Exercise description - Express every line of the data below as a JSON list of strings, one string per line, with blank lines skipped and the pictures left out.

Source records -
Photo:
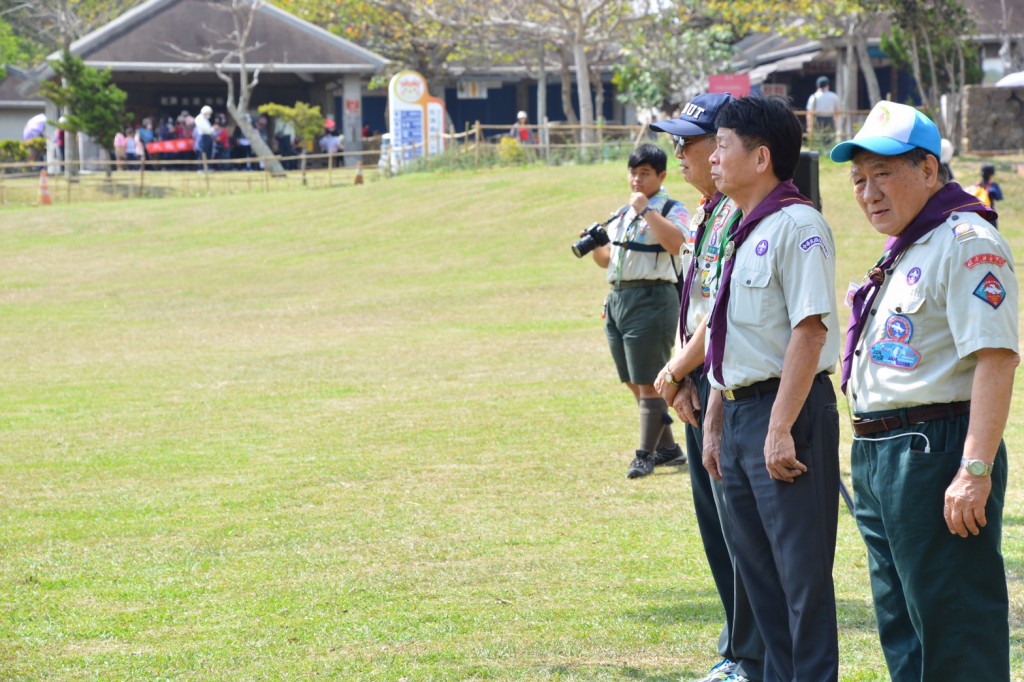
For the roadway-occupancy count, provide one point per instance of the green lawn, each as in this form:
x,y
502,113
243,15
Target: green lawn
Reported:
x,y
363,432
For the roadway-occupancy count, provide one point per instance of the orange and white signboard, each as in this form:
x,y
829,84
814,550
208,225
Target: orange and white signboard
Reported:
x,y
416,120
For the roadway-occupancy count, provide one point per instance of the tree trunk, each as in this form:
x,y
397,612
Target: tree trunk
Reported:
x,y
870,78
570,116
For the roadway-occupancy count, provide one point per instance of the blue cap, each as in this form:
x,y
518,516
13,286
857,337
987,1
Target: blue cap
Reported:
x,y
890,130
697,117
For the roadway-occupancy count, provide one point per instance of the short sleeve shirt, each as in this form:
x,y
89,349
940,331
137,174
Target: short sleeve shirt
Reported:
x,y
952,293
784,272
708,273
629,264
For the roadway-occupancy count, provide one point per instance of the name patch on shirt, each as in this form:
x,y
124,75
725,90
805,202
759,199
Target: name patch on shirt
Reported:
x,y
985,259
895,350
990,290
963,230
812,242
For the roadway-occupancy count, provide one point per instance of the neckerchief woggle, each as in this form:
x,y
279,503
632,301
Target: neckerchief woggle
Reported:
x,y
947,200
782,196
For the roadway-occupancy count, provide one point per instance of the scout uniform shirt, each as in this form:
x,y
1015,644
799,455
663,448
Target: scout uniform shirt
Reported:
x,y
628,264
951,293
784,272
709,254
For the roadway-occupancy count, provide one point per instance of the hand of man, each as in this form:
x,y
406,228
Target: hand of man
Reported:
x,y
780,456
687,402
665,389
638,201
966,498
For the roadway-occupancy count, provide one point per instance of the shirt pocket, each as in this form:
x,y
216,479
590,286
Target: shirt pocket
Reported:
x,y
751,293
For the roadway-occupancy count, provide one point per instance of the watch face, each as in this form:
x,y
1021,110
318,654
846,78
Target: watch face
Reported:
x,y
977,468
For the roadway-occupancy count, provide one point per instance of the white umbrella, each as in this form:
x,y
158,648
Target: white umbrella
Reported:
x,y
1012,80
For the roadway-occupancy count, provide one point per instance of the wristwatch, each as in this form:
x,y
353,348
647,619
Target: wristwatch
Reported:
x,y
976,467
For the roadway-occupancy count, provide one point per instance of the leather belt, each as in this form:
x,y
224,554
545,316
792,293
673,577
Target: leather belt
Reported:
x,y
760,388
900,419
636,284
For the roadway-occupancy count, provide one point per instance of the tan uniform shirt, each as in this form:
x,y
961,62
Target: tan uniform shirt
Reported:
x,y
784,272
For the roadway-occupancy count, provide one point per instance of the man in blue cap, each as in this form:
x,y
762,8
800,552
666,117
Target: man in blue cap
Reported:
x,y
684,385
929,370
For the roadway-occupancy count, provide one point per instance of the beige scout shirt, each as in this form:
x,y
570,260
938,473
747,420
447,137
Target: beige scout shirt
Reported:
x,y
784,272
952,293
708,274
627,264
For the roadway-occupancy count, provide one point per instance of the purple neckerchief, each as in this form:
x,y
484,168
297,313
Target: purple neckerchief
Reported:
x,y
684,302
782,196
947,200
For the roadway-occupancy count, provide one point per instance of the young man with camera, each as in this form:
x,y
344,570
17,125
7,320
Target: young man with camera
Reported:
x,y
642,309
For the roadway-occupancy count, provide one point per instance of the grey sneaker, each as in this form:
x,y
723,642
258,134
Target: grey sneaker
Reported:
x,y
642,465
672,457
724,670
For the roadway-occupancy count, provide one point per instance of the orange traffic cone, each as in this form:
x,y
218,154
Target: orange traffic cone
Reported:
x,y
44,189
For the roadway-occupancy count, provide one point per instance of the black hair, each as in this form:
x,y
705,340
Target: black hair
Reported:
x,y
650,155
767,121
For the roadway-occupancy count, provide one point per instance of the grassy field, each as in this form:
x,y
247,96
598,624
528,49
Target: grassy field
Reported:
x,y
358,433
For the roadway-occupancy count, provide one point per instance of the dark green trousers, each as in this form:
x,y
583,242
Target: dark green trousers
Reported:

Exercise response -
[
  "Photo:",
  "For the roadway-occupancy count, provide one point per instance of the green lawn, each as in this form:",
  "x,y",
  "502,113",
  "243,15",
  "Target: green lawn",
  "Reported:",
  "x,y",
  "363,432",
  "For the roadway-occupancy count, provide one point per instance of the orange and white signboard, each as in this form:",
  "x,y",
  "829,84",
  "814,550",
  "208,225",
  "Target: orange and white signboard",
  "Reported:",
  "x,y",
  "416,120",
  "For the roadway-occupancy count, provide one point per instance of the tree trunk, each as in this form:",
  "x,y",
  "397,612",
  "Target: tree trunk",
  "Reported:",
  "x,y",
  "870,78",
  "570,116",
  "For the roadway-occupancy count, provide one point per instance of the blue cap, each as in this form:",
  "x,y",
  "518,516",
  "13,286",
  "857,337",
  "987,1",
  "Target: blue cap",
  "Reported:",
  "x,y",
  "890,130",
  "697,117",
  "For the roadway-occupancy count, provide one point per instance of the short sleeve shirt, each as in this form:",
  "x,y",
  "89,349",
  "940,331",
  "137,174",
  "Target: short sleeve shirt",
  "Reported:",
  "x,y",
  "952,293",
  "784,272",
  "708,273",
  "629,264",
  "For the roadway-occupancy count, provide one point per instance of the name patch on shirt, each as in this form:",
  "x,y",
  "124,75",
  "725,90",
  "805,202",
  "759,199",
  "Target: name patch on shirt",
  "Reported:",
  "x,y",
  "985,259",
  "895,350",
  "990,290",
  "963,230",
  "812,242",
  "For the roadway-occupancy count, provide one point per instance of the neckerchief woggle, each as in this form:",
  "x,y",
  "279,503",
  "632,301",
  "Target: neckerchief woggle",
  "Reported:",
  "x,y",
  "947,200",
  "782,196",
  "For the roadway-occupancy count, provide one point per instance of the scout uniform shirt, each as in this form:",
  "x,y",
  "1015,644",
  "799,455",
  "663,448",
  "Target: scout uniform shirt",
  "Reported:",
  "x,y",
  "628,264",
  "951,293",
  "784,272",
  "709,254",
  "For the roadway-occupancy count, provide one point per instance of the hand of man, each as in this form:",
  "x,y",
  "406,228",
  "Target: hand of man",
  "Reported:",
  "x,y",
  "780,456",
  "687,402",
  "665,389",
  "638,201",
  "966,498",
  "For the roadway-occupancy count, provide one point per instance of the shirt pocket, each as in this form:",
  "x,y",
  "216,479",
  "590,286",
  "Target: shirt pocket",
  "Reported:",
  "x,y",
  "751,293",
  "For the roadway-occupancy count, provide one point per instance of the watch face, each as in this form:",
  "x,y",
  "1021,110",
  "318,654",
  "846,78",
  "Target: watch face",
  "Reported:",
  "x,y",
  "977,468",
  "For the roadway-occupancy count, provide one point per instance of the white umbrella, each as in this form:",
  "x,y",
  "158,648",
  "Target: white umbrella",
  "Reported:",
  "x,y",
  "1012,80",
  "For the roadway-occupancy count, provide one point per instance of the wristwatch, each as in this form:",
  "x,y",
  "353,348",
  "647,619",
  "Target: wristwatch",
  "Reported:",
  "x,y",
  "976,467",
  "For the roadway-occupancy count, provide one point per instance of the leather belt, each as in this form:",
  "x,y",
  "224,554",
  "545,316",
  "792,293",
  "673,577",
  "Target: leather belt",
  "Reported:",
  "x,y",
  "760,388",
  "900,419",
  "636,284",
  "For the roadway-occupancy count, provide one point per instance of the tan uniform shirt, each as in this form:",
  "x,y",
  "961,62",
  "Target: tan uniform shirt",
  "Reported:",
  "x,y",
  "784,272",
  "For the roadway-occupancy count, provide one point per instance of the man in blue cap, each as in this form:",
  "x,y",
  "762,8",
  "800,552",
  "666,117",
  "Target: man in blue cap",
  "Reported:",
  "x,y",
  "684,385",
  "929,370",
  "For the roadway-occupancy count, provide one point per instance of the beige scout shirt, each as in this form:",
  "x,y",
  "570,260",
  "938,473",
  "747,420",
  "447,137",
  "Target: beige scout shirt",
  "Reported:",
  "x,y",
  "784,272",
  "952,293",
  "708,274",
  "627,264",
  "For the roadway-occupancy count, provide one point per instance of the purple neckerchief, each as in this form:",
  "x,y",
  "484,168",
  "297,313",
  "Target: purple neckerchief",
  "Reported:",
  "x,y",
  "684,302",
  "782,196",
  "947,200",
  "For the roadway-occupancy count, provide one point per instance of the young man with camera, each as in this form:",
  "x,y",
  "344,570",
  "17,125",
  "7,320",
  "Target: young man with camera",
  "Reported:",
  "x,y",
  "642,309",
  "For the roadway-occupancy count, provide one point per instance of the grey sneaker, each as in this form:",
  "x,y",
  "723,642",
  "258,134",
  "Target: grey sneaker",
  "Reported:",
  "x,y",
  "642,465",
  "672,457",
  "724,670",
  "For the roadway-occupancy count, provide one point per instance of the orange traffic cone, each as in this form:",
  "x,y",
  "218,154",
  "Target: orange traffic cone",
  "Reported:",
  "x,y",
  "44,189",
  "For the roadway-occupancy count, provide one point per instance of the black hair, each as in this form:",
  "x,y",
  "705,340",
  "Target: black hair",
  "Reported:",
  "x,y",
  "650,155",
  "767,121",
  "For the roadway-occupancy count, provide one point per instance of the grassy field, each as in this form:",
  "x,y",
  "247,96",
  "598,624",
  "528,49",
  "Target: grassy field",
  "Reported:",
  "x,y",
  "358,433",
  "For the roadway-occupancy count, provide one point per instance of the dark green trousers, each as in this form:",
  "x,y",
  "583,242",
  "Target: dark green trousers",
  "Reported:"
]